South Africa and the Western Cape is home for some of the most stunning driving routes in the world. Driving in South Africa shouldn’t be a chore, far from it, it’s one of the best countries for driving that I’ve visited. From the famous ocean side Chapman’s Peak Drive framed by jagged cliffs, to the Franschhoek Pass and the achingly beautiful Overstrand coast road. You are spoiled for choice wherever you drive in South Africa.  

But, like anywhere new, driving can be a worry for some. So, if you’re planning a road trip in South Africa, particularly the Western Cape, here’s what you can expect. 

A vintage beaten up car parked outside the colourful houses of Bo Kaap In Cape Town

Driving In South Africa

We found driving in South Africa, and the Western Cape an absolute pleasure. The roads are primarily well-laid and practically signed. Besides the main, wide motorway routes into Cape Town and in Cape Town, we found very little traffic. Rush hour, like anywhere else, sees snarled-up, slow-moving lines of vehicles but if you avoid these times you’ll often feel you have the road almost to yourself.  

Driving in South Africa In The Cape Town Rush Hour

Cars driving around roundabout in Cape Town South Africa with Table Mountain in the background

The rush hour in Cape Town, like most cities the world over, isn’t anywhere close to being restricted to an actual “hour”. On arrival, we took a taxi from the airport into Cape Town at around 8:30 am. Our driver took several off-the-main-drag detours to avoid the worse of the traffic but it was slow, taking about an hour and a half to get to the Victoria and Alfred Waterfront. As we headed back to the airport in our own rental car at the end of our trip, the driver warned us to allow an extra hour as our journey would be early in the morning. 

The rush hour seemed to start ramping up at around 6:30 am and peaked just before 9 am. During our stay, we drove from the V&A to various places, such as Kirstenbosch Botanical Gardens, and found the traffic had dispersed by 10 am.  It ramped back up again around 4 pm, peaked between 5 and 6 pm, and dispersed again after 7 pm.

Outside of Cape Town, we found very little traffic, including at peak times.

Though the traffic is slow moving, it rarely stopped entirely for us.  Maybe we were lucky as there were reports of significant snarl-ups on the radio. 

Traffic in Cape Town itself, in the Waterkant and City Centre areas, was busy but nowhere near as bad as, say London or New York. 

Driving Outside of Cape Town

We drove north from Cape Town to Cederberg, back down to Franschhoek in the Winelands, and then onto Pringle Bay on the coast before returning to the airport outside Cape Town.  Most of the roads were well maintained, often dual-carriageways. Even on single-carriageways, there were plenty of passing places and crawler lanes for slower vehicles.

Reluctant Backpacker standing staring out at the beautiful green mountainous landscape of Franschhoek South Africa

1. Drive on The Left

Like the UK, you drive on the left in South Africa. All of the rental cars are right-hand drive. Automatics are available for a surcharge, but most hire cars were manual drive.

Exercise task 1:
In the South Africa driving guide:
(a) At about what time did the taxi leave the airport for Cape Town?
(b) By what time had the morning traffic dispersed?
(c) On which side of the road do you drive in South Africa?
Exercise task 2:
Copy the South Africa driving guide from "But, like anywhere" to "almost to yourself.", swapping "road trip" for "driving holiday".
Exercise task 3:
Extend the South Africa driving guide with further text that picks up after its last sentence.
The records that follow have no connection to the South Africa driving guide.

Data records:
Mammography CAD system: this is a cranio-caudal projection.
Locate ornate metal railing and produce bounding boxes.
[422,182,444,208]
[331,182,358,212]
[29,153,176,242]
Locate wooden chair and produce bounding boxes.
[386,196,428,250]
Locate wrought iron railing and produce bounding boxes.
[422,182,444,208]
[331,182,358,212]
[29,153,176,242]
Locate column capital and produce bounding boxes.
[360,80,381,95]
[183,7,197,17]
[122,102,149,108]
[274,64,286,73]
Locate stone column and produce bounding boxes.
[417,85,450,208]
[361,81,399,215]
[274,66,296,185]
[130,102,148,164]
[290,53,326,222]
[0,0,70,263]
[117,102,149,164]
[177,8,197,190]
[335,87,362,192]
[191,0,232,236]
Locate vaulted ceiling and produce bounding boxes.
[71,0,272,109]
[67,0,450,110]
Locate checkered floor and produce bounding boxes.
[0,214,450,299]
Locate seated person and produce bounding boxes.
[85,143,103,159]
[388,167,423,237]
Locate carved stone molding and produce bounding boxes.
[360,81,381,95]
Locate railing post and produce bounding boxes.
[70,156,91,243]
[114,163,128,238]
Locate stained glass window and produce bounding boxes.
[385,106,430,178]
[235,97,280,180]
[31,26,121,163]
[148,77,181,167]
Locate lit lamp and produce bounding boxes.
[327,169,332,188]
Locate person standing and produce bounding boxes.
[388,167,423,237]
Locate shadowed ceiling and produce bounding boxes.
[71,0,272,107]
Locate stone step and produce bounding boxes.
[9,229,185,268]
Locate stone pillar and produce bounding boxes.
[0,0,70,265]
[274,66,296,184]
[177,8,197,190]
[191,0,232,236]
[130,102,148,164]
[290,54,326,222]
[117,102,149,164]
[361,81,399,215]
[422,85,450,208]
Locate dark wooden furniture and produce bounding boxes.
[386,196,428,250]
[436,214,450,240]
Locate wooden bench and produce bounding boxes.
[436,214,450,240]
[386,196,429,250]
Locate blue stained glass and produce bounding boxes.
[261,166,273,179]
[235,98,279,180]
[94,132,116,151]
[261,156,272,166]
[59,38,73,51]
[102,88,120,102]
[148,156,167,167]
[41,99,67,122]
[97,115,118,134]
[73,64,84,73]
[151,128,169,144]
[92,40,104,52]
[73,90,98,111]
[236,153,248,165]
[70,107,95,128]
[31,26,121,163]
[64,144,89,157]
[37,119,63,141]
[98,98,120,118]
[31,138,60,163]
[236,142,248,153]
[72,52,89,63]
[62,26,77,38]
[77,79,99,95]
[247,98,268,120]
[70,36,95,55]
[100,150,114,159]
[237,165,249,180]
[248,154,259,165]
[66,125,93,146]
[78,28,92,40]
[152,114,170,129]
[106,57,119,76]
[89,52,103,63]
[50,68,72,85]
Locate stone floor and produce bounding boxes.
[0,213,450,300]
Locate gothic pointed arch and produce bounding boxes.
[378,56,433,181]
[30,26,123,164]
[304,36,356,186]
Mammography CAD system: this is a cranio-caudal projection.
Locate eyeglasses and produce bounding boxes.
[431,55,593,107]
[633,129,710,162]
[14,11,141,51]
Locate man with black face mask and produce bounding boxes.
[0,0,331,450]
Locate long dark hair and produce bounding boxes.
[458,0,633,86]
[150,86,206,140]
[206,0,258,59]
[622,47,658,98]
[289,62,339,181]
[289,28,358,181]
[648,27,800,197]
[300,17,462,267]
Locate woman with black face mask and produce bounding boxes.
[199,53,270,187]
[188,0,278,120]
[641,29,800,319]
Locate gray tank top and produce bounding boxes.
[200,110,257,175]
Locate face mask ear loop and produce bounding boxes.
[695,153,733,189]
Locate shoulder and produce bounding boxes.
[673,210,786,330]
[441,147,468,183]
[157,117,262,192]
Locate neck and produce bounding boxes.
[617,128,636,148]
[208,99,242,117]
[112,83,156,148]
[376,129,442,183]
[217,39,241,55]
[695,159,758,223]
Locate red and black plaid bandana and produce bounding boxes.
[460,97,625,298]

Task answer 1:
(a) Around 8:30 am.
(b) By 10 am.
(c) On the left.

Task answer 2:
But, like anywhere new, driving can be a worry for some. So, if you’re planning a driving holiday in South Africa, particularly the Western Cape, here’s what you can expect. 

A vintage beaten up car parked outside the colourful houses of Bo Kaap In Cape Town

Driving In South Africa

We found driving in South Africa, and the Western Cape an absolute pleasure. The roads are primarily well-laid and practically signed. Besides the main, wide motorway routes into Cape Town and in Cape Town, we found very little traffic. Rush hour, like anywhere else, sees snarled-up, slow-moving lines of vehicles but if you avoid these times you’ll often feel you have the road almost to yourself.

Task answer 3:
2. Stop SignS - First Come First To Go

A great tip our airport transfer taxi driver told us saved us lots of stress and bewilderment. Cross-road junctions with each of the feeder roads having “Stop” signs are common across the Western Cape. When driving in South Africa you should know this tip.  First of all, when you approach a junction with a “Stop” sign, you must stop. Technically you should apply the handbrake, but most seemed to pause without such a hard stop. These aren’t “Give Way” junctions like in the UK, they’re proper Stop junctions.

Once stopped, if you don’t know this tip, it could become a bit of a standoff if other drivers are also stopped and waiting to go at any of the other feeder junctions. In the UK we’d give way to cars from the right. It’s different here. The process is one of “first come, first to go” as our taxi driver informed us. Whoever arrives at the Stop Junction first, is the first to go.  Simple as that and, remarkably, 99% of the times we encountered these common junctions, everyone abided by the rule.

Just be warned. If you pause too long when it’s your turn to go (i.e. you arrived first), then you may get a horn blast to tell you to go, or you may lose your spot in line.  If in doubt, and you think it’s your turn, just edge forward and see if everyone else stays put.

2. Keep Your Phone Out Of Sight

A black and white image of a vintage truck and windmill at a farmstead in the Cederberg wilderness, South AfricaAnother great tip our taxi driver gave us was this one. Whenever you’re travelling slowly, especially in a built-up area, or you stop at a junction, keep your phone out of sight. This goes for your passengers too. We heard of two real-life examples from fellow travellers and a local where someone had smashed the car window in an attempt to grab the phone.

The same goes for sticking it to the windscreen if you’re relying on it for SatNav. Keep it out of sight, low down on the dash and to the centre of the car if you need to use it for this purpose. We got around this by having my wife push the phone under her legs or into the glove box whenever we came to a junction.

3. Keep Windows Closed When Parking

Don’t be tempted to leave a window open to air the car when parking, even at remote parking spots and however short a stay you plan to make. The baboons, especially if they smell food in the car, will try to prize a slightly open window wide to get inside.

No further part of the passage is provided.